**Task statement:** Swap "striped" for "checkered" in the lines starting with the line that contains "[tag] red striped" and running through the line that contains "Target: red striped fabric". Reproduce only those lines, with nothing else altered.

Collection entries
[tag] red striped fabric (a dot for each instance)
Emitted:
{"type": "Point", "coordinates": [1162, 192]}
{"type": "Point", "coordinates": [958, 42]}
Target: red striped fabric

==

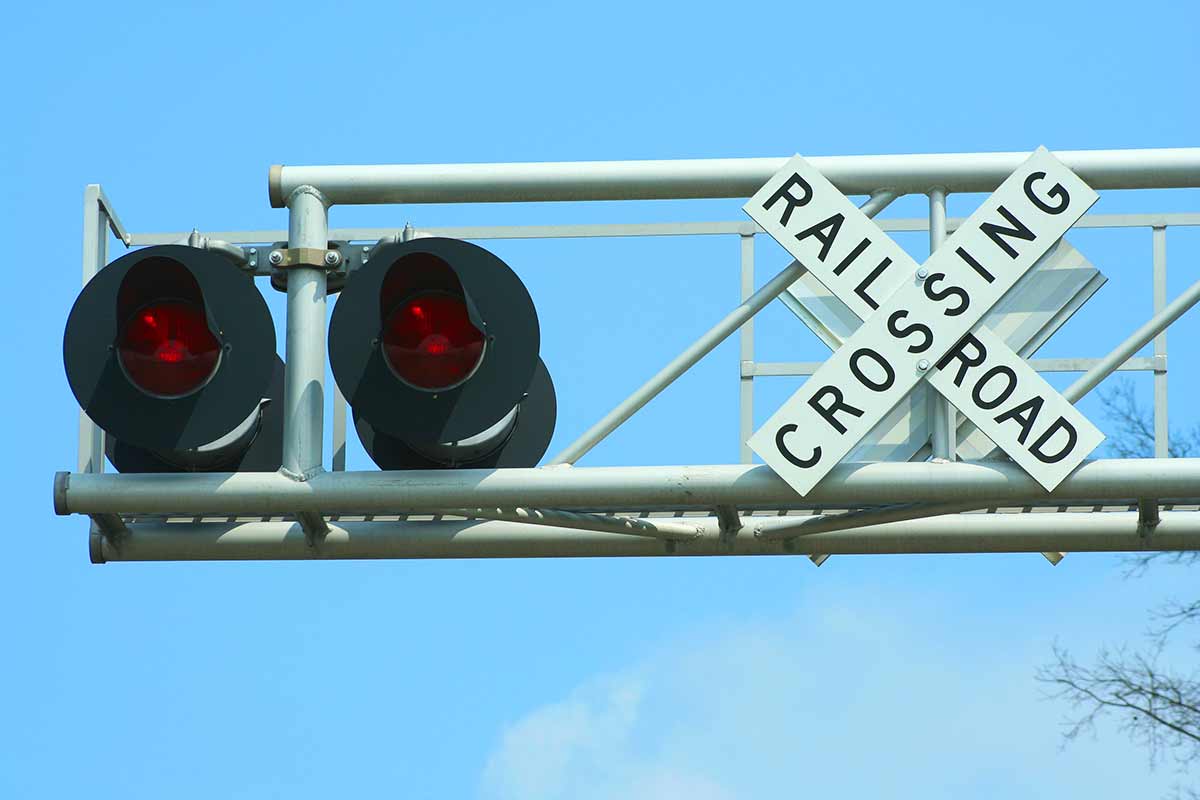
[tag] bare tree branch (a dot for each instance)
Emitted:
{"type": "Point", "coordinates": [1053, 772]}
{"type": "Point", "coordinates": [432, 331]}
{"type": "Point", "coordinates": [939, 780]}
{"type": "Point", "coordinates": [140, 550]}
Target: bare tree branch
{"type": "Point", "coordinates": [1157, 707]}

**Full answer:**
[tag] red checkered fabric (a dot for each instance)
Emitted:
{"type": "Point", "coordinates": [1162, 192]}
{"type": "Point", "coordinates": [958, 42]}
Target: red checkered fabric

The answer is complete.